* Prompt *
Your output must consist solely of the lines from the one containing "tag the ocean water" through the end of the records, reproduced exactly.

* Dataset records *
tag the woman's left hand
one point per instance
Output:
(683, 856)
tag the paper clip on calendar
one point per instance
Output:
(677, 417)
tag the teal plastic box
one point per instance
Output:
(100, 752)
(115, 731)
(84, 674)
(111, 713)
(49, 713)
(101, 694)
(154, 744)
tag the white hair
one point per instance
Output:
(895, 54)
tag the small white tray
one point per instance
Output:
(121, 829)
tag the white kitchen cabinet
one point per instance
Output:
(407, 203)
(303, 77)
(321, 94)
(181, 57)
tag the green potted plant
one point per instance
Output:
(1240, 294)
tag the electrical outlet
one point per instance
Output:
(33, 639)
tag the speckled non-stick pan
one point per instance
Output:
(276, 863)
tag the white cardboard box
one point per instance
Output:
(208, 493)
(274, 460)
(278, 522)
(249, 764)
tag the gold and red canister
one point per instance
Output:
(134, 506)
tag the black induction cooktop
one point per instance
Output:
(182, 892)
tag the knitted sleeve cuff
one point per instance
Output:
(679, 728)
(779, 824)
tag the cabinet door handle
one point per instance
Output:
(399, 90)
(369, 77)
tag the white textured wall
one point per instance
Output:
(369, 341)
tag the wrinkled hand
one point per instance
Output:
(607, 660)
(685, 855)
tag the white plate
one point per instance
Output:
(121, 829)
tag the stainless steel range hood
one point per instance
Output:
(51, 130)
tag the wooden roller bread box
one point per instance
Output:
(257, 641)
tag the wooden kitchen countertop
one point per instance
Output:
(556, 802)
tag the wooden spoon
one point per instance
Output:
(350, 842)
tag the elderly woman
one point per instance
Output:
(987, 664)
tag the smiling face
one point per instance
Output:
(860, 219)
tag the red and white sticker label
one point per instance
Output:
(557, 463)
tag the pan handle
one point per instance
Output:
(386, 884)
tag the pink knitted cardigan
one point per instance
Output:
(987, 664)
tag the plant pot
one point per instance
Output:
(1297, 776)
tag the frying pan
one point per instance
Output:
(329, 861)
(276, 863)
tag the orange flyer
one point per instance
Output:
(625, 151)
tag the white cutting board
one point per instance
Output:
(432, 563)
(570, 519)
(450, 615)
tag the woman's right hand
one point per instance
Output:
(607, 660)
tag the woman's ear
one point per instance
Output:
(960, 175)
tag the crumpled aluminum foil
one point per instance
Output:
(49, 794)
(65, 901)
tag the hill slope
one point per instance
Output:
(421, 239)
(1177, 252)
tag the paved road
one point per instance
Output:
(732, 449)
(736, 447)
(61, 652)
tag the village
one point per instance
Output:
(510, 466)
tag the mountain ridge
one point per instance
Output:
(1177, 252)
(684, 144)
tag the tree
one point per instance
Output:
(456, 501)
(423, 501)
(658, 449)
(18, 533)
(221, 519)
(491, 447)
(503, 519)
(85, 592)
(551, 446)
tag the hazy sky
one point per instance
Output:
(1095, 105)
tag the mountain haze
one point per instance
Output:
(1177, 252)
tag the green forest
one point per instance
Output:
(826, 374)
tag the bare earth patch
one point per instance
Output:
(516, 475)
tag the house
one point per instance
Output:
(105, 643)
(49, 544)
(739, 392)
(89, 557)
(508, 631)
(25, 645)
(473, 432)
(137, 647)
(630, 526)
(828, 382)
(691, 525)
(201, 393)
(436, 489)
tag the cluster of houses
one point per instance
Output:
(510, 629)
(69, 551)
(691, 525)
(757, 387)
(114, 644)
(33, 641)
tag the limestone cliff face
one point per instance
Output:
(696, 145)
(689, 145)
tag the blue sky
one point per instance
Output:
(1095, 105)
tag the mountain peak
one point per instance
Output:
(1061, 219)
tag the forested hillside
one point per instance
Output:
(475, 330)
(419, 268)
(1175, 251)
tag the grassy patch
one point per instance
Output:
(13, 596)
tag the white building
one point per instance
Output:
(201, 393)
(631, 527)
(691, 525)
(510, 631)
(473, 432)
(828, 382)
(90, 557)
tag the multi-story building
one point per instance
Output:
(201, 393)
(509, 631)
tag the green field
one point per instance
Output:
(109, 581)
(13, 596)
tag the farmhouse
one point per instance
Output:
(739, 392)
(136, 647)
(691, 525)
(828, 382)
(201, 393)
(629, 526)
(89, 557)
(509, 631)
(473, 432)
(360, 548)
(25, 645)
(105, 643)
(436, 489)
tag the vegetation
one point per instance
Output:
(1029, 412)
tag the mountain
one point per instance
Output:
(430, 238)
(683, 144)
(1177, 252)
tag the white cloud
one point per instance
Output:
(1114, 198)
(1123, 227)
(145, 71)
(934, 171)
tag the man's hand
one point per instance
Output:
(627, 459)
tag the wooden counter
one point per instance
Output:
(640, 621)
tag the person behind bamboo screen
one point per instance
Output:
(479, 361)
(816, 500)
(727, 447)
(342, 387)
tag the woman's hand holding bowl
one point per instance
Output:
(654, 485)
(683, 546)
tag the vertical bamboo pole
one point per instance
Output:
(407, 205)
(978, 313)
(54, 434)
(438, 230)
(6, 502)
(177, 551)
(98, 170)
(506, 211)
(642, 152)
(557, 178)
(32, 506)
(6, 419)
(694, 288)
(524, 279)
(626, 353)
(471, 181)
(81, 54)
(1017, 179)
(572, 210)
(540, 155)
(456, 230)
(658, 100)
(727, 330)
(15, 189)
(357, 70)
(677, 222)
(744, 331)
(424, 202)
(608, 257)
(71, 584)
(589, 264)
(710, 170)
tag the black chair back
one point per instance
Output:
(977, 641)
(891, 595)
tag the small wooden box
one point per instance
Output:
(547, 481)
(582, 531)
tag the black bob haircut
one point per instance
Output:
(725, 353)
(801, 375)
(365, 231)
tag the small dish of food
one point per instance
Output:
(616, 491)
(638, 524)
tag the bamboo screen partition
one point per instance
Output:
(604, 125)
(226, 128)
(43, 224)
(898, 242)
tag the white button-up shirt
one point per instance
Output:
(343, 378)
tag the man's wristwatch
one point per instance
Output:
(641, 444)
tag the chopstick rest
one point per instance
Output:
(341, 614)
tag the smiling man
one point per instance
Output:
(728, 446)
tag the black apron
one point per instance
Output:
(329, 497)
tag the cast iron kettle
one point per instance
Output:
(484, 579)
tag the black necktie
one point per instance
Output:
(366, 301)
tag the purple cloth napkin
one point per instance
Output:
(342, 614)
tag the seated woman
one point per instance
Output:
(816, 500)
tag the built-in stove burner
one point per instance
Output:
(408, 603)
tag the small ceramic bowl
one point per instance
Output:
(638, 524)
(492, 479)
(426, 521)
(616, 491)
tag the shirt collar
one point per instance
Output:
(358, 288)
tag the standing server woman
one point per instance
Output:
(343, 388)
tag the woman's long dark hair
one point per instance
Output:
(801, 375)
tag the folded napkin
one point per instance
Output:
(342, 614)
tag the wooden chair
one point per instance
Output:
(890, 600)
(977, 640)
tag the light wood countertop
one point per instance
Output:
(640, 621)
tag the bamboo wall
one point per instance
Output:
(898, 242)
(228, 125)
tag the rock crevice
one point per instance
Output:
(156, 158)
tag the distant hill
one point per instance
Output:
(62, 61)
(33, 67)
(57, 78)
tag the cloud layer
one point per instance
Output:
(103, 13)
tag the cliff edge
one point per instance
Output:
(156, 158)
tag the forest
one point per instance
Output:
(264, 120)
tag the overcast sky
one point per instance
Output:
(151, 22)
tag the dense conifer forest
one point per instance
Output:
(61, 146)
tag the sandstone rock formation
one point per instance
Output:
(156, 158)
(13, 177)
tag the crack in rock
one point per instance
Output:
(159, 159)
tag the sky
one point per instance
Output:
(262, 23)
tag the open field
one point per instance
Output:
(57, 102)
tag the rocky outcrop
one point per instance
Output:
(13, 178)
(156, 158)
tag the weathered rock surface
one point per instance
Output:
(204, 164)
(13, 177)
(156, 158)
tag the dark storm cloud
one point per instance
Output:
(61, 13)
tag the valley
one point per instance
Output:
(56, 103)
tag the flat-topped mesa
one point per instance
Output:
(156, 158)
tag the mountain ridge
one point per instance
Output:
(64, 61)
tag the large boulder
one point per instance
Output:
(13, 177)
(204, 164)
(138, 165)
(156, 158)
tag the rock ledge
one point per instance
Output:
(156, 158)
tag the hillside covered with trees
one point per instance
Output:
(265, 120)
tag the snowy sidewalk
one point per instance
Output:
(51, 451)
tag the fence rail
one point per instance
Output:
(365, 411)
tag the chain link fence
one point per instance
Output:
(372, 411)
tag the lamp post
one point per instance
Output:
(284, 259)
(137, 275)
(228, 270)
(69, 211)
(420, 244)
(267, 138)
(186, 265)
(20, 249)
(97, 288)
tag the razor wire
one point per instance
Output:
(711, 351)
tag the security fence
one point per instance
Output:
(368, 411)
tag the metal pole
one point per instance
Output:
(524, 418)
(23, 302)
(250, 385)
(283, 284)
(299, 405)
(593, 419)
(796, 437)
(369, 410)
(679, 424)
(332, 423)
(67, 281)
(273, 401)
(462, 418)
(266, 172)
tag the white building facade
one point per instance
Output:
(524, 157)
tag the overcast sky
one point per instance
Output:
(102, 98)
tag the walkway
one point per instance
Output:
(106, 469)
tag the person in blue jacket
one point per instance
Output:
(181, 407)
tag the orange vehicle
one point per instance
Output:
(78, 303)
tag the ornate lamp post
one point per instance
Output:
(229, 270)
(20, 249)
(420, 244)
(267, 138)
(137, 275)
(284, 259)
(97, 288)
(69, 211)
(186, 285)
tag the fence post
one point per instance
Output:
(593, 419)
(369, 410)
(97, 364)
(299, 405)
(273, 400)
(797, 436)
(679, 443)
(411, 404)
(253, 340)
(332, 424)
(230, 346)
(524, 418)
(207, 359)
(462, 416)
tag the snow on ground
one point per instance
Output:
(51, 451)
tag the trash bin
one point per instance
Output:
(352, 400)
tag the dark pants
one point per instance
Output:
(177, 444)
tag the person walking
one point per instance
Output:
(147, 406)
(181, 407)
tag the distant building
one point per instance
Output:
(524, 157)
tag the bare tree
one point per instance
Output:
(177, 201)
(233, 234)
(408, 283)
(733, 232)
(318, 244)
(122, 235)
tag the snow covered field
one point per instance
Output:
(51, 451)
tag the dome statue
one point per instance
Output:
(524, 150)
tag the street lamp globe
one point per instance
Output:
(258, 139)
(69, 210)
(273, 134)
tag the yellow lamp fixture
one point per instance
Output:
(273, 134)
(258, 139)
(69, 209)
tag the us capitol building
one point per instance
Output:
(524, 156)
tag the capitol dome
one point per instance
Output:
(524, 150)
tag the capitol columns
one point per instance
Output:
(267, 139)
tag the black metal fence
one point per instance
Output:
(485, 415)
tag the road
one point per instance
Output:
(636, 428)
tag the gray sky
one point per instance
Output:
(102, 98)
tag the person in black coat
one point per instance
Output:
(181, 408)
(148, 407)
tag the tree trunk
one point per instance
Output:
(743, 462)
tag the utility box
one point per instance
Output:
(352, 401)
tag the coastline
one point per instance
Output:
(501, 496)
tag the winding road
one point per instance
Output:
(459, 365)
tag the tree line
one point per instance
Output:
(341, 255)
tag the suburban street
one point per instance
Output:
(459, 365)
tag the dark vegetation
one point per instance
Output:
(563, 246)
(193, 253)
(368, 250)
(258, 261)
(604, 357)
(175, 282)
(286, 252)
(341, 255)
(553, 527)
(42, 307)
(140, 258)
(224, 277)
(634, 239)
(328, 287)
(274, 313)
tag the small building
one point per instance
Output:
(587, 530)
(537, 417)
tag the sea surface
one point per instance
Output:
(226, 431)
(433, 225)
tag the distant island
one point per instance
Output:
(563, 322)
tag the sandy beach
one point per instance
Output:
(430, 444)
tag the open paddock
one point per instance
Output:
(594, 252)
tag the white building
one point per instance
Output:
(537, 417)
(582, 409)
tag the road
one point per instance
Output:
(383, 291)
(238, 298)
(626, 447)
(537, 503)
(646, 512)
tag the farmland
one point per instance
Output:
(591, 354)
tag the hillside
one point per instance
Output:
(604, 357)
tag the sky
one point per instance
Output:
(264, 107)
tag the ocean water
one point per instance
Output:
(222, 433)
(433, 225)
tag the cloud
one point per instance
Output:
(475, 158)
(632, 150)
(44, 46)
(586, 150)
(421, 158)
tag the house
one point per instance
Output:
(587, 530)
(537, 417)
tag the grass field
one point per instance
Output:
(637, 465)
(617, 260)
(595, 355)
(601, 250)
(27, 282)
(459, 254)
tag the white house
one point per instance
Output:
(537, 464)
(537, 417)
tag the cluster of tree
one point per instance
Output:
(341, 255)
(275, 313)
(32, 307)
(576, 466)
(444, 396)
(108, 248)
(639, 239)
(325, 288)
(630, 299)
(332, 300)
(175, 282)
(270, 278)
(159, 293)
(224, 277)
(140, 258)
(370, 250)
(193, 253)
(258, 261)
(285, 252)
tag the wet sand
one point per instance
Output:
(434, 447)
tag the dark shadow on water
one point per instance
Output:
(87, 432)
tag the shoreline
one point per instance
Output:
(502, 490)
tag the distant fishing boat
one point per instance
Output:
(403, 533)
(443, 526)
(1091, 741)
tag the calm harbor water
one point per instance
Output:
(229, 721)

* Answer to this problem *
tag the ocean water
one point per instance
Output:
(222, 433)
(433, 225)
tag the cloud
one point per instance
Output:
(475, 158)
(632, 150)
(44, 46)
(586, 150)
(421, 158)
tag the house
one point per instance
Output:
(587, 530)
(537, 417)
tag the grass field
one point per instance
Output:
(637, 465)
(617, 260)
(595, 355)
(601, 250)
(27, 282)
(459, 254)
tag the white house
one point per instance
Output:
(537, 464)
(537, 417)
tag the cluster of tree
one point per instance
Output:
(341, 255)
(275, 313)
(32, 307)
(576, 466)
(444, 396)
(108, 248)
(639, 239)
(325, 288)
(630, 299)
(332, 300)
(175, 282)
(270, 278)
(159, 293)
(224, 277)
(140, 258)
(370, 250)
(193, 253)
(258, 261)
(285, 252)
tag the wet sand
one point per instance
Output:
(434, 447)
tag the dark shadow on water
one point per instance
Output:
(87, 432)
tag the shoreline
one point per instance
Output:
(502, 490)
tag the distant fishing boat
one point per instance
Output:
(403, 533)
(443, 526)
(1091, 741)
tag the calm harbor water
one point per instance
Output:
(229, 721)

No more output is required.